▸ Required work
Counting only lines that contain the word "rough", state the total for the listing below and nothing else.
** Opening Records supplied block **
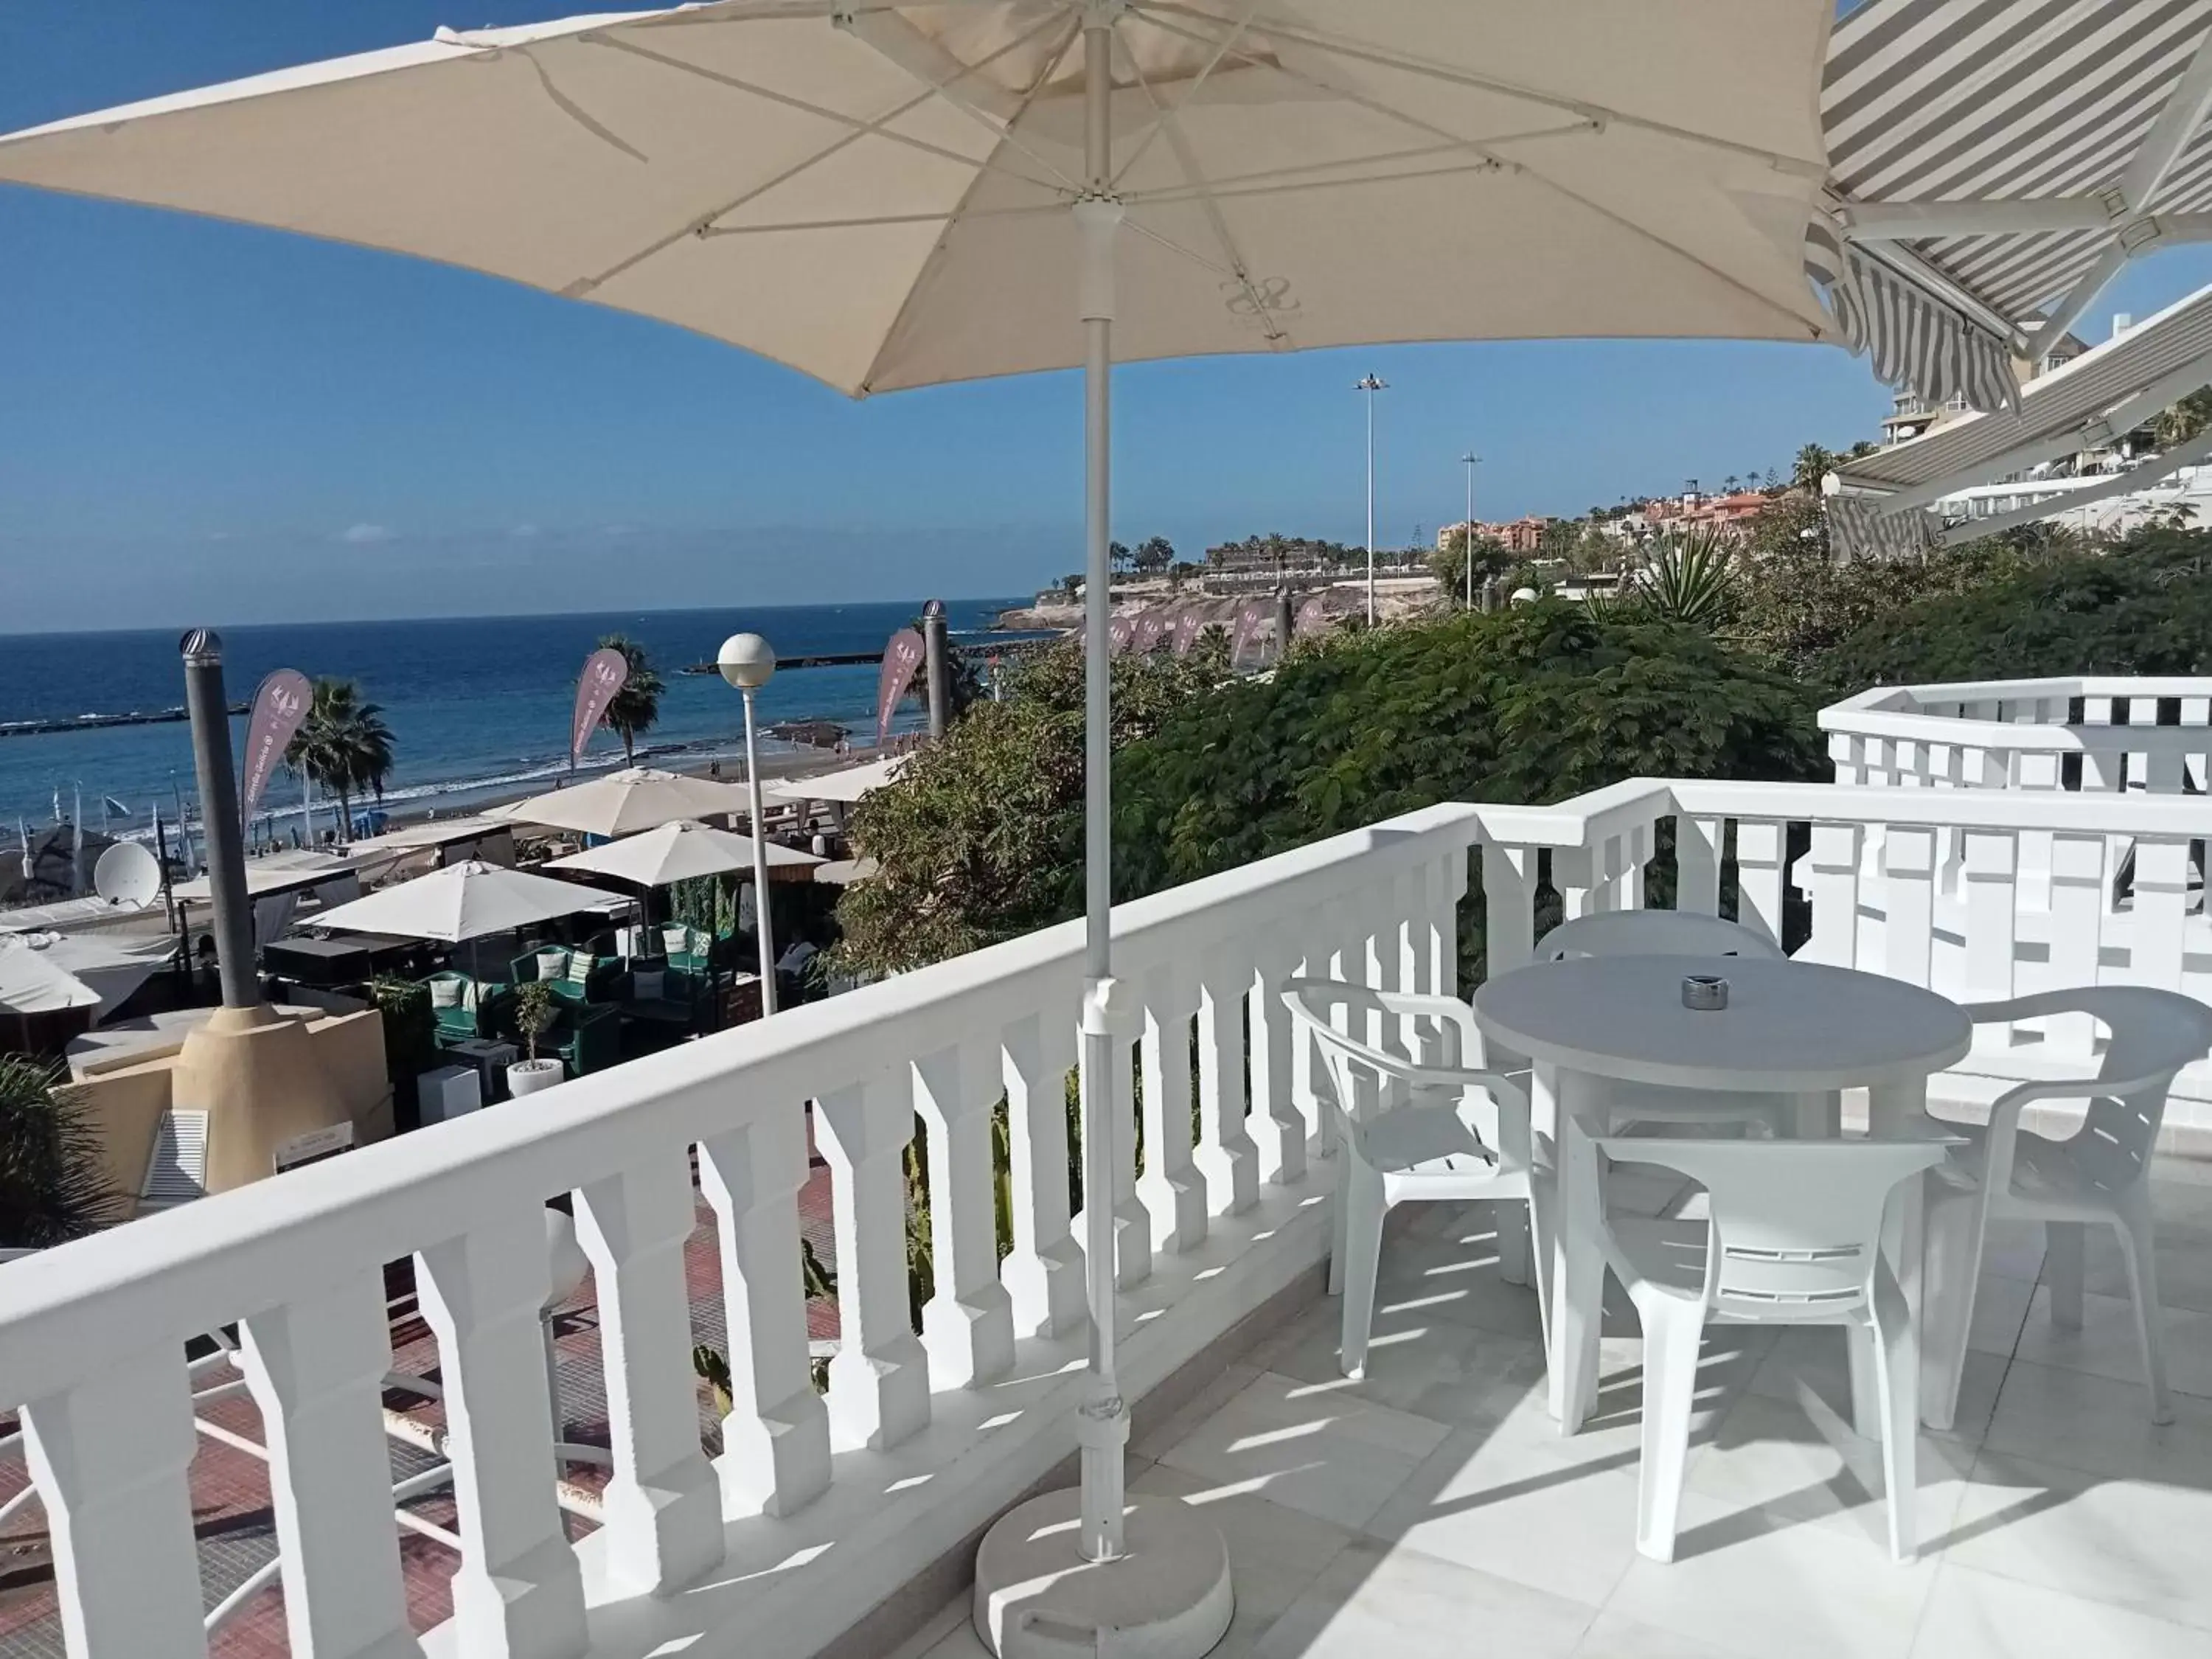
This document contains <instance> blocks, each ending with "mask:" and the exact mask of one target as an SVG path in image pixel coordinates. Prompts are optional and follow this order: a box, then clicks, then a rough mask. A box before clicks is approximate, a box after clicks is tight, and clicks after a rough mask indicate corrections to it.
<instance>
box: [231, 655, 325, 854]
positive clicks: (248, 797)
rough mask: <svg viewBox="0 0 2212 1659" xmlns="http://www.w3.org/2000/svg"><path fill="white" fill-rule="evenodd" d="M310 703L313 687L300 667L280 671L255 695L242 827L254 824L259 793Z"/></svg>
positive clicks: (259, 797) (246, 769)
mask: <svg viewBox="0 0 2212 1659" xmlns="http://www.w3.org/2000/svg"><path fill="white" fill-rule="evenodd" d="M312 701H314V688H312V686H310V684H307V677H305V675H303V672H299V668H279V670H276V672H274V675H270V677H268V679H263V681H261V690H257V692H254V712H252V719H248V721H246V776H243V779H239V823H241V825H250V823H252V821H254V807H257V805H261V792H263V790H268V787H270V776H272V774H274V772H276V765H279V763H281V761H283V752H285V750H288V748H290V745H292V734H294V732H299V723H301V721H303V719H307V703H312Z"/></svg>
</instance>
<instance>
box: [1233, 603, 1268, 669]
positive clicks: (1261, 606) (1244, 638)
mask: <svg viewBox="0 0 2212 1659" xmlns="http://www.w3.org/2000/svg"><path fill="white" fill-rule="evenodd" d="M1265 619H1267V606H1263V604H1259V602H1254V604H1248V606H1245V608H1243V611H1239V613H1237V633H1234V635H1232V637H1230V668H1234V666H1237V664H1239V659H1241V657H1243V655H1245V646H1250V644H1252V639H1256V637H1259V624H1263V622H1265Z"/></svg>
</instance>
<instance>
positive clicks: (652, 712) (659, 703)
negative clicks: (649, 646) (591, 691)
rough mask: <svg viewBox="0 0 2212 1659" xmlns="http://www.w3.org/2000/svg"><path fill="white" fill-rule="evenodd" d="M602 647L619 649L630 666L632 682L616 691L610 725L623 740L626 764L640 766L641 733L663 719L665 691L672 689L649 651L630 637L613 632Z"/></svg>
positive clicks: (623, 656)
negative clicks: (638, 761)
mask: <svg viewBox="0 0 2212 1659" xmlns="http://www.w3.org/2000/svg"><path fill="white" fill-rule="evenodd" d="M599 648H602V650H619V653H622V661H626V664H628V666H630V672H628V679H624V681H622V690H617V692H615V701H611V703H608V706H606V723H608V726H613V728H615V737H619V739H622V763H624V765H637V734H639V732H650V730H653V723H655V721H657V719H659V717H661V692H664V690H668V688H666V686H661V677H659V672H657V670H655V668H653V659H650V657H646V648H644V646H641V644H637V641H635V639H630V637H628V635H619V633H611V635H606V637H604V639H602V641H599Z"/></svg>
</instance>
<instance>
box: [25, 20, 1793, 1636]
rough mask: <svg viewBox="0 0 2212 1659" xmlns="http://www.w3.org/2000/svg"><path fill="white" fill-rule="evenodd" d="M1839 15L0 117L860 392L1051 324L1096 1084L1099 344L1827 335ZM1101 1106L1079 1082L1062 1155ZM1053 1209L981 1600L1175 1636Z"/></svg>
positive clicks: (1204, 1611) (380, 87) (1196, 1548)
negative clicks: (1083, 1392) (1824, 251)
mask: <svg viewBox="0 0 2212 1659" xmlns="http://www.w3.org/2000/svg"><path fill="white" fill-rule="evenodd" d="M1832 18H1834V4H1832V0H1674V4H1663V7H1657V4H1648V2H1646V0H1553V4H1542V7H1537V4H1528V2H1526V0H967V2H951V0H938V2H936V4H898V2H896V0H728V2H726V4H703V7H688V9H679V11H666V13H628V15H597V18H575V20H566V22H551V24H531V27H522V29H491V31H473V33H456V31H440V35H438V38H436V40H434V42H425V44H418V46H398V49H392V51H380V53H365V55H361V58H347V60H336V62H327V64H312V66H305V69H290V71H281V73H274V75H259V77H254V80H246V82H237V84H230V86H217V88H206V91H197V93H181V95H175V97H161V100H150V102H146V104H135V106H126V108H117V111H104V113H100V115H84V117H75V119H69V122H60V124H53V126H46V128H38V131H31V133H22V135H15V137H11V139H0V179H15V181H22V184H35V186H46V188H55V190H75V192H86V195H102V197H122V199H133V201H150V204H161V206H173V208H186V210H195V212H208V215H219V217H228V219H246V221H252V223H263V226H283V228H290V230H301V232H310V234H319V237H334V239H341V241H354V243H367V246H374V248H389V250H400V252H411V254H422V257H427V259H438V261H445V263H453V265H465V268H471V270H484V272H495V274H502V276H511V279H515V281H522V283H531V285H535V288H544V290H549V292H557V294H566V296H573V299H584V301H591V303H599V305H613V307H619V310H628V312H639V314H646V316H657V319H664V321H670V323H677V325H681V327H690V330H697V332H701V334H710V336H714V338H721V341H730V343H734V345H743V347H750V349H754V352H761V354H763V356H770V358H776V361H781V363H787V365H792V367H796V369H801V372H805V374H812V376H816V378H821V380H825V383H830V385H834V387H841V389H845V392H854V394H869V392H889V389H898V387H918V385H933V383H945V380H964V378H980V376H993V374H1018V372H1031V369H1053V367H1073V365H1082V367H1084V387H1086V526H1084V533H1086V551H1088V557H1086V573H1088V577H1086V582H1088V586H1086V593H1088V597H1086V639H1088V675H1086V726H1088V745H1086V843H1084V863H1086V883H1084V909H1086V956H1084V980H1086V991H1084V1015H1082V1024H1084V1079H1086V1088H1084V1093H1086V1104H1088V1102H1095V1099H1097V1097H1102V1095H1099V1091H1104V1086H1106V1084H1104V1079H1106V1077H1108V1075H1110V1064H1113V1044H1115V1042H1117V1040H1121V1042H1126V1040H1128V1035H1130V1031H1128V1006H1126V995H1117V993H1115V987H1113V967H1110V940H1108V933H1110V887H1108V803H1110V794H1108V664H1106V659H1108V606H1110V597H1108V580H1110V577H1108V562H1106V549H1108V380H1110V365H1113V361H1115V358H1166V356H1192V354H1210V352H1285V349H1301V347H1316V345H1360V343H1376V341H1436V338H1544V336H1723V338H1778V341H1818V338H1827V336H1829V323H1827V316H1825V312H1823V310H1820V305H1818V301H1816V299H1814V294H1812V290H1809V285H1807V283H1805V274H1803V239H1805V228H1807V221H1809V217H1812V212H1814V208H1816V197H1818V188H1820V181H1823V179H1825V170H1827V168H1825V155H1823V139H1820V122H1818V111H1816V95H1818V84H1820V60H1823V49H1825V42H1827V29H1829V22H1832ZM677 816H695V814H677ZM1104 1097H1110V1095H1104ZM1126 1148H1128V1139H1126V1130H1124V1128H1121V1126H1115V1124H1113V1121H1110V1113H1099V1110H1088V1108H1086V1113H1084V1186H1086V1190H1088V1192H1093V1194H1102V1192H1108V1190H1110V1188H1113V1170H1115V1166H1117V1161H1119V1159H1124V1157H1126V1155H1128V1152H1126ZM1088 1221H1091V1225H1088V1241H1086V1250H1088V1279H1091V1307H1088V1312H1091V1367H1088V1400H1086V1405H1084V1411H1082V1413H1079V1440H1082V1511H1079V1513H1082V1526H1079V1528H1075V1526H1071V1524H1064V1522H1073V1517H1075V1509H1073V1504H1068V1502H1066V1500H1064V1498H1062V1495H1051V1498H1044V1500H1033V1502H1031V1504H1024V1506H1020V1509H1018V1511H1015V1513H1013V1515H1011V1517H1006V1520H1004V1522H1002V1524H1000V1528H998V1531H993V1540H995V1544H1006V1546H1009V1548H1006V1551H995V1546H987V1559H989V1562H991V1571H989V1573H984V1579H987V1584H984V1590H982V1599H984V1604H989V1608H991V1615H989V1619H987V1624H989V1635H991V1641H993V1644H998V1646H1000V1648H1002V1650H1009V1652H1011V1650H1015V1648H1024V1644H1026V1650H1037V1646H1035V1644H1046V1641H1066V1650H1077V1648H1084V1637H1082V1632H1088V1635H1091V1637H1097V1641H1099V1644H1104V1641H1108V1639H1110V1641H1119V1644H1128V1650H1130V1652H1139V1650H1141V1652H1146V1655H1159V1657H1168V1655H1194V1652H1203V1650H1206V1648H1210V1646H1212V1644H1214V1641H1217V1639H1219V1635H1221V1630H1223V1628H1225V1624H1228V1606H1230V1588H1228V1575H1225V1562H1223V1559H1221V1544H1219V1537H1214V1535H1210V1528H1206V1526H1203V1524H1201V1522H1197V1520H1194V1513H1190V1511H1186V1509H1183V1506H1179V1504H1175V1502H1172V1500H1155V1498H1146V1500H1141V1502H1139V1504H1135V1506H1128V1509H1126V1506H1124V1480H1121V1447H1124V1442H1126V1438H1128V1413H1126V1405H1124V1400H1121V1394H1119V1385H1117V1376H1115V1321H1113V1305H1115V1298H1113V1217H1110V1206H1108V1203H1102V1201H1093V1203H1091V1206H1088ZM1024 1551H1026V1555H1024ZM1082 1562H1115V1566H1113V1571H1110V1573H1106V1575H1102V1573H1086V1571H1082ZM1217 1568H1219V1571H1217ZM1024 1573H1026V1577H1029V1579H1033V1582H1031V1584H1029V1586H1026V1588H1020V1590H1015V1588H1013V1586H1015V1584H1018V1582H1020V1577H1022V1575H1024ZM1009 1575H1011V1577H1009ZM993 1579H995V1582H993ZM1002 1590H1004V1595H1002ZM1015 1610H1020V1613H1022V1615H1035V1617H1037V1619H1042V1621H1044V1624H1037V1626H1026V1624H1024V1621H1022V1617H1015ZM456 1617H462V1624H467V1621H469V1619H467V1617H465V1615H462V1610H460V1608H456ZM482 1617H487V1619H498V1617H500V1613H498V1610H495V1608H489V1606H487V1608H484V1613H482ZM1048 1628H1051V1630H1060V1632H1062V1635H1057V1637H1046V1635H1040V1630H1048ZM1055 1650H1060V1648H1055Z"/></svg>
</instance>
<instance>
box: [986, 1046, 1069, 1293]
mask: <svg viewBox="0 0 2212 1659" xmlns="http://www.w3.org/2000/svg"><path fill="white" fill-rule="evenodd" d="M1073 1064H1075V1026H1073V1024H1071V1022H1066V1020H1046V1018H1042V1015H1029V1018H1026V1020H1018V1022H1013V1024H1011V1026H1006V1029H1004V1033H1002V1035H1000V1079H1002V1082H1004V1086H1006V1144H1009V1152H1011V1159H1009V1164H1011V1186H1013V1254H1009V1256H1006V1261H1002V1263H1000V1279H1002V1283H1004V1285H1006V1294H1009V1296H1011V1301H1013V1329H1015V1334H1020V1336H1064V1334H1066V1332H1073V1329H1075V1327H1079V1325H1082V1323H1084V1252H1082V1245H1077V1243H1075V1239H1073V1237H1071V1234H1068V1159H1071V1157H1073V1152H1071V1148H1068V1104H1066V1086H1068V1084H1066V1077H1068V1068H1073Z"/></svg>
** Closing Records supplied block **
▸ Result for this task
4